-- START OF Document excerpt --

(Application no. 27225/05)



21 December 2010

This judgment will become final in the circumstances set out in Article 44 § 2 of the Convention. It may be subject to editorial revision.


In the case of Gajewski v. Poland,

The European Court of Human Rights (Fourth Section), sitting as a Chamber composed of:

Nicolas Bratza, President, 
 Lech Garlicki, 
 Ljiljana Mijović, 
 David Thór Björgvinsson, 
 Ledi Bianku, 
 Mihai Poalelungi, 
 Vincent A. de Gaetano, judges, 
and Lawrence Early, Section Registrar,

Having deliberated in private on 30 November 2010,

Delivers the following judgment, which was adopted on that date:


1.  The case originated in an application (no. 27225/05) against the Republic of Poland lodged with the Court under Article 34 of the Convention for the Protection of Human Rights and Fundamental Freedoms (“the Convention”) by a Polish national, Mr Władysław Gajewski (“the applicant”), on 15 July 2005.

2.  The Polish Government (“the Government”) were represented by their Agent, Mr J. Wolasiewicz of the Ministry for Foreign Affairs.

3.  The applicant alleged, in particular, that the civil proceedings in his case had been unfair and that his claim had not been heard by an impartial tribunal.

4.  On 21 September 2009 the President of the Fourth Section decided to give notice of the application to the Government. It was also decided to examine the merits of the application at the same time as its admissibility (former Article 29 § 3 of the Convention, now Article 29 § 1).



5.  The applicant was born in 1958 and lives in Rudnik.

6.  On 6 July 1995 the Zamość District Court declared the company “Wojewódzkie Przedsiębiorstwo Przemysłu Mięsnego” insolvent and appointed the applicant (a practising lawyer) as an insolvency trustee. Judge M.B was appointed as an insolvency judge.

7.  On 9 August 2000, the court discharged M.B. from his position and appointed M.S as the new insolvency judge.

8.  On 6 September 2000 the applicant asked the insolvency judge to determine the amount of his remuneration.

9.  At the hearing held on 9 October 2000 the question of payment of the applicant’s expenses was examined. The hearing was adjourned since the court decided to wait for an opinion from an expert accountant.

10.  On 11 September 2001 the applicant asked to be granted an advance payment on his remuneration. The insolvency judge – M.S. – submitted that the applicant had already been granted an advance payment of 6,000 Polish zlotys (PLN) and he had already obtained PLN 8,650. In addition, he had obtained, for his alleged expenses, a total of PLN 45,668.32.

11.  At the hearing held on 5 October 2001 the Zamość District Court sitting as a panel composed of three judges, including judge M.S., granted the applicant an advance payment of PLN 6,000.

12.  On 8 April 2002 the applicant applied to the District Court in Zamość and requested the sum of PLN 577,292 as payment for his eight years of trustee duties.

-- END OF Document excerpt --
-- START OF Stored rows --

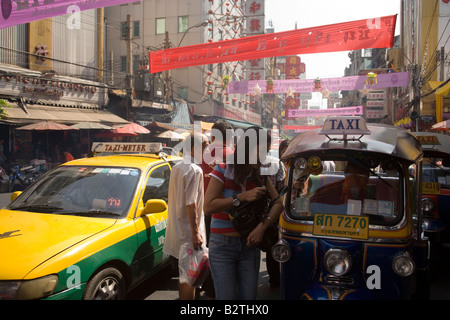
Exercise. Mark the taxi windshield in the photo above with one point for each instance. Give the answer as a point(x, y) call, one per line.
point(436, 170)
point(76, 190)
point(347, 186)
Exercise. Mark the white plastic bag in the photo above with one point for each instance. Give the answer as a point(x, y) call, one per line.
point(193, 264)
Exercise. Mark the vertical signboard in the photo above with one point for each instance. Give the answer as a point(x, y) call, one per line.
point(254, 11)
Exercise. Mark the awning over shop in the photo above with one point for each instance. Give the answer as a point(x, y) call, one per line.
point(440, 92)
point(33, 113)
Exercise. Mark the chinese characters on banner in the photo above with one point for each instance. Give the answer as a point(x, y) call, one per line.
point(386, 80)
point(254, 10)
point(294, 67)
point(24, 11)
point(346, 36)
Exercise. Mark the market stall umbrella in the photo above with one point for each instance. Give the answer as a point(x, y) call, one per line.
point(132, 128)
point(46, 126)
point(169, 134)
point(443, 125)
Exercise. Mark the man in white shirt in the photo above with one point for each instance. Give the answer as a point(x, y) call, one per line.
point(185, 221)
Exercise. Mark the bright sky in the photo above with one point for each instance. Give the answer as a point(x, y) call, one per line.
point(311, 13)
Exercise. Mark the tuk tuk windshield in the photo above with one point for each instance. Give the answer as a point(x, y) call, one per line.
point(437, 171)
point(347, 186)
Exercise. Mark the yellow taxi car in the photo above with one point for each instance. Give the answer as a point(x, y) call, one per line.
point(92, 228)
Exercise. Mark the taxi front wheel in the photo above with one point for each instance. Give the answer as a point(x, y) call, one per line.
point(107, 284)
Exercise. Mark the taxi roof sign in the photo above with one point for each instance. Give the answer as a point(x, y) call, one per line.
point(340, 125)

-- END OF Stored rows --

● **List of tasks**:
(A) Answer these questions from the Gajewski v. Poland judgment, which appears above the records:
(i) On what date did the Court deliberate in private?
(ii) Where does the applicant live?
(iii) What sum did the applicant request on 8 April 2002 as payment for his trustee duties?
(B) Name every member of the Chamber listed in the Gajewski v. Poland judgment, leaving out the Section Registrar.

● **Results in order**:
(A)
(i) 30 November 2010
(ii) Rudnik
(iii) PLN 577,292

(B) Nicolas Bratza (President), Lech Garlicki, Ljiljana Mijović, David Thór Björgvinsson, Ledi Bianku, Mihai Poalelungi, Vincent A. de Gaetano